*** Opening of Text segment ***

HILO — A husband and wife who operated a South Kona coffee farm are suing Monsanto Co., alleging the agricultural biotechnology corporation purposely downplayed carcinogenic properties of glyphosate, the active ingredient in Roundup herbicide, and are responsible for the woman’s cancer.
HILO — A husband and wife who operated a South Kona coffee farm are suing Monsanto Co., alleging the agricultural biotechnology corporation purposely downplayed carcinogenic properties of glyphosate, the active ingredient in Roundup herbicide, and are responsible for the woman’s cancer.
The Miller Firm of Orange, Virginia, and Honolulu attorney Brian K. Mackintosh filed the civil suit Tuesday in U.S. District Court in Honolulu on behalf of Christine and Kenneth Sheppard, former owners of Dragon’s Lair Kona Coffee Farm in Honaunau.
The suit alleges Christine Sheppard, who once was president of the Kona Coffee Council, was diagnosed with non-Hodgkin’s lymphoma in 2003, after eight years of using Roundup on the farm, and that the Sheppards were forced to sell the farm and relocate to California in 2004 “where she continues to undergo treatment and surveillance for her lymphoma.”
The lawsuit seeks unspecified monetary damages, including compensatory damages, punitive damages and attorneys’ fees and court costs.
Attorney Michael Miller accused Monsanto of a “misinformation campaign” and said the Sheppards’ lawsuit will “force Monsanto to face the human consequences of their lies.”
“She’s been diagnosed with non-Hodgkin’s lymphoma, a very serious form of cancer that’s gone to stage four,” Miller said. “She’s had enormous treatment and now is in remission, but is in fear of it coming back. So we’re seeking a fair amount of damages — her medical expenses, her pain, her suffering and her mental anguish. And we’ll ask a jury to put a number on that at an appropriate time.”
The suit comes a week after Monsanto filed a lawsuit in California seeking to prevent that state from adding glyphosate to its list of known carcinogens. The state’s Office of Environmental Health Hazard Assessment announced in September that it planned to add glyphosate to the list after the World Health Organization’s International Agency for Research on Cancer classified it as a probable human carcinogen last March.
Monsanto maintains Roundup is safe to use.
“While we are sympathetic to anyone suffering an illness, these claims regarding glyphosate are baseless and without merit, and we will defend against (the Sheppards’) suit vigorously,” Monsanto said in a statement Wednesday. “Glyphosate has a 40-year history of safe use, and based on the overwhelming weight of evidence, regulatory agencies around the world have concluded that glyphosate can be used safely according to label instructions. No regulatory agency in the world considers glyphosate to be a carcinogen.”
The suit claims Monsanto “knew or had reason to know that its Roundup products were defective and were inherently dangerous and unsafe when used in the manner instructed and provided by defendant.”
Miller said the Sheppards, who are originally from England, had a dream of owning a coffee farm and achieved it, but “the dream had to die.”

*** Close of Text segment ***
*** Opening of Listed entries ***

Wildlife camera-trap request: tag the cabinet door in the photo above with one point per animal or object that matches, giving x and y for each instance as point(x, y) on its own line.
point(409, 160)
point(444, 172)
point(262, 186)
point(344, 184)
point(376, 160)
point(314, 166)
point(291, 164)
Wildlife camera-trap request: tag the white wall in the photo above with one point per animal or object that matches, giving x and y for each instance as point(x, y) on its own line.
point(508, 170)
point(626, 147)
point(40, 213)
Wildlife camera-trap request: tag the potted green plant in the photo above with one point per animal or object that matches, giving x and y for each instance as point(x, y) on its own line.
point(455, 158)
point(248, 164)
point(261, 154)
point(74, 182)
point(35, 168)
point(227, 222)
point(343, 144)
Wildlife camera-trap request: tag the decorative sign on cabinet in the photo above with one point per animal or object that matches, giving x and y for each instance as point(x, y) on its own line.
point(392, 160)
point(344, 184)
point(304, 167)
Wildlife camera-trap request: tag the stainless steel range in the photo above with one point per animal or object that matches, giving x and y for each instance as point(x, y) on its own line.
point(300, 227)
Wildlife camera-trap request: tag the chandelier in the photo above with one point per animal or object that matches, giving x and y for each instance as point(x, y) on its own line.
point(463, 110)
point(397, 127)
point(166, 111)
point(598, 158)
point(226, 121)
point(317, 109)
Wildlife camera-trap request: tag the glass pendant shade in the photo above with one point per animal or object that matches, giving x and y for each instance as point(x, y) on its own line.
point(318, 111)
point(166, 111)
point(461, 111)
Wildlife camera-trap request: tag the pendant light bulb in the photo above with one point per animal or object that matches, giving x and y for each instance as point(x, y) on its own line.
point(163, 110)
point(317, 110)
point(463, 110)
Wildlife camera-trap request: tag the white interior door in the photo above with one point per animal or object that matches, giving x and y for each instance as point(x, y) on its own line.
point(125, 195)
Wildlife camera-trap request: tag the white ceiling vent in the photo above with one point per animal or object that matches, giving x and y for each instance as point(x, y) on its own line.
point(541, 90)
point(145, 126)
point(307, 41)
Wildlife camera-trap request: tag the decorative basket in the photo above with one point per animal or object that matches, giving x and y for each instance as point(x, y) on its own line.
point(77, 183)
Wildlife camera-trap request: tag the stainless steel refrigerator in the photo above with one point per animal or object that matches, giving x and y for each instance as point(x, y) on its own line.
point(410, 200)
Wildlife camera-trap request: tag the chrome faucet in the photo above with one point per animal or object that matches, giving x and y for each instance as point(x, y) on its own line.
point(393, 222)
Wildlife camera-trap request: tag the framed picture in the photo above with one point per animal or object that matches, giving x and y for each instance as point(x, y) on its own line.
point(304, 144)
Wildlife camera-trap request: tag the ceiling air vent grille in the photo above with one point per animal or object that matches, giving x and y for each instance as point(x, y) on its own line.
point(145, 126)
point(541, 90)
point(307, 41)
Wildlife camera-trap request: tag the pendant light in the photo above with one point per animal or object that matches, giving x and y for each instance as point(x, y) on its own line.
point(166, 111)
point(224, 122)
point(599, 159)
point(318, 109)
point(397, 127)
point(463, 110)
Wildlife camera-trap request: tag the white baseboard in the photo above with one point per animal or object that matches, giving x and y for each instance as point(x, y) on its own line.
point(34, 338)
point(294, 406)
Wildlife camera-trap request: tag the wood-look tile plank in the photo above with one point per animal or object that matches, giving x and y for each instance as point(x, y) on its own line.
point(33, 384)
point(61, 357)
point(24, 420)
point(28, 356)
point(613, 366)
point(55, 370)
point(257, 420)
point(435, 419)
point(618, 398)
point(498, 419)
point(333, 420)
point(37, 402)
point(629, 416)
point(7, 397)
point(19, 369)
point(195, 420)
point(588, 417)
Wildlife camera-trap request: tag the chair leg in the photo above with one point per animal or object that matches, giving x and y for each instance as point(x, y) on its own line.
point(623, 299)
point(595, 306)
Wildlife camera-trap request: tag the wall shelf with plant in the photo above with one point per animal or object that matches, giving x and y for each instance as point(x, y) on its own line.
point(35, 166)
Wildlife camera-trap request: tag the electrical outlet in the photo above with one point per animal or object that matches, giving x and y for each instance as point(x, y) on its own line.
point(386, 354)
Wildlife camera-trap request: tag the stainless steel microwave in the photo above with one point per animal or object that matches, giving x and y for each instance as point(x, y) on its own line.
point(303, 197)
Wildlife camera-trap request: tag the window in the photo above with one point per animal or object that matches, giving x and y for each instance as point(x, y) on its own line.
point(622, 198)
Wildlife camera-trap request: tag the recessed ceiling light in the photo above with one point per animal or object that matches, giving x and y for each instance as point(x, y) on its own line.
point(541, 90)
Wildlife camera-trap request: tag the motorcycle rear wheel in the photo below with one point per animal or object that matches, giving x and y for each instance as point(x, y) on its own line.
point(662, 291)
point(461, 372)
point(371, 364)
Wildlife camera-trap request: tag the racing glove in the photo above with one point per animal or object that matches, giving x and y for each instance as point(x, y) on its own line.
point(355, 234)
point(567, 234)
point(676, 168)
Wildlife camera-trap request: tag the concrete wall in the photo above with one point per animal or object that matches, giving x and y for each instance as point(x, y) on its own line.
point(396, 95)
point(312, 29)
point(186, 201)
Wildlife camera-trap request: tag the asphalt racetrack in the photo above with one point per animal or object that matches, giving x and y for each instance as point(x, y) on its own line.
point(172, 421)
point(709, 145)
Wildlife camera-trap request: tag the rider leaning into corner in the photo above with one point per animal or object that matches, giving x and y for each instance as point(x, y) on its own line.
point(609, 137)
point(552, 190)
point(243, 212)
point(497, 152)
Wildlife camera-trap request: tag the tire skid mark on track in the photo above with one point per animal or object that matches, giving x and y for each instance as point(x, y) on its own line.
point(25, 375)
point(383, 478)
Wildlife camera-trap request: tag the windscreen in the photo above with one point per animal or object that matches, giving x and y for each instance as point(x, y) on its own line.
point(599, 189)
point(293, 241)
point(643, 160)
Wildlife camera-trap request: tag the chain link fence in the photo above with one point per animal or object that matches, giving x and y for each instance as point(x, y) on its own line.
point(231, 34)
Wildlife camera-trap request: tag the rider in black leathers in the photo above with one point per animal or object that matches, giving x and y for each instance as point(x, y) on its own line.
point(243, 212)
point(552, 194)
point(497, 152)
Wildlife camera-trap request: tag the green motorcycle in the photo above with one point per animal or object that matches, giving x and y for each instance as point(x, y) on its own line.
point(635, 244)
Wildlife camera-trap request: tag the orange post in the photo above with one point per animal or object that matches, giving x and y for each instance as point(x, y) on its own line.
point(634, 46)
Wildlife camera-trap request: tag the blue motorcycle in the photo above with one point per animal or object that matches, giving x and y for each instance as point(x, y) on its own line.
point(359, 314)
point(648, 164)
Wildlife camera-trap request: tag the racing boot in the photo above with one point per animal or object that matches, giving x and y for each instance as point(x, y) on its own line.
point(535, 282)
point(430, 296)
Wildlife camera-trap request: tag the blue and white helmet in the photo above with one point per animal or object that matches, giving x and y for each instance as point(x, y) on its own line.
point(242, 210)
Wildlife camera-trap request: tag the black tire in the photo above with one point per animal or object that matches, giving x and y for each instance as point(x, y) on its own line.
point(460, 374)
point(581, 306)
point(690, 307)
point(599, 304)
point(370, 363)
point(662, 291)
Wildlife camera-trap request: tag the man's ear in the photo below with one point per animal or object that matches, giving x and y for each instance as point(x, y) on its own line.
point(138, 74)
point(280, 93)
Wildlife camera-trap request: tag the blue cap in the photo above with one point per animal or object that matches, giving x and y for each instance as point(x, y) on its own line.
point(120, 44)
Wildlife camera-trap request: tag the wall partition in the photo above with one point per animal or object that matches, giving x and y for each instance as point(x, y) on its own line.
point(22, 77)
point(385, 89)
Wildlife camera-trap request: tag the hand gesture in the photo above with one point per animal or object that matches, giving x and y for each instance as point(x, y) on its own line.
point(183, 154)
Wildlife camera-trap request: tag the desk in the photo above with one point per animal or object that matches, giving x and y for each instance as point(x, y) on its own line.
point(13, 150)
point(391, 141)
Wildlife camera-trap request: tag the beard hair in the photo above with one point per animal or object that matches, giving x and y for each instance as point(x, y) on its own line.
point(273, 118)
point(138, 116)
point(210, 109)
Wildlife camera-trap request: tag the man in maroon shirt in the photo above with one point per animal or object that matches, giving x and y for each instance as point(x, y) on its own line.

*** Close of Listed entries ***

## Problems to work on
1. In the article about the Roundup lawsuit, in what year was Christine Sheppard diagnosed with non-Hodgkin's lymphoma?
2. From the article about the Roundup lawsuit, print the passage starting at "The suit comes" and ending at "carcinogen last March.".

## Answers per task
1. 2003

2.
The suit comes a week after Monsanto filed a lawsuit in California seeking to prevent that state from adding glyphosate to its list of known carcinogens. The state’s Office of Environmental Health Hazard Assessment announced in September that it planned to add glyphosate to the list after the World Health Organization’s International Agency for Research on Cancer classified it as a probable human carcinogen last March.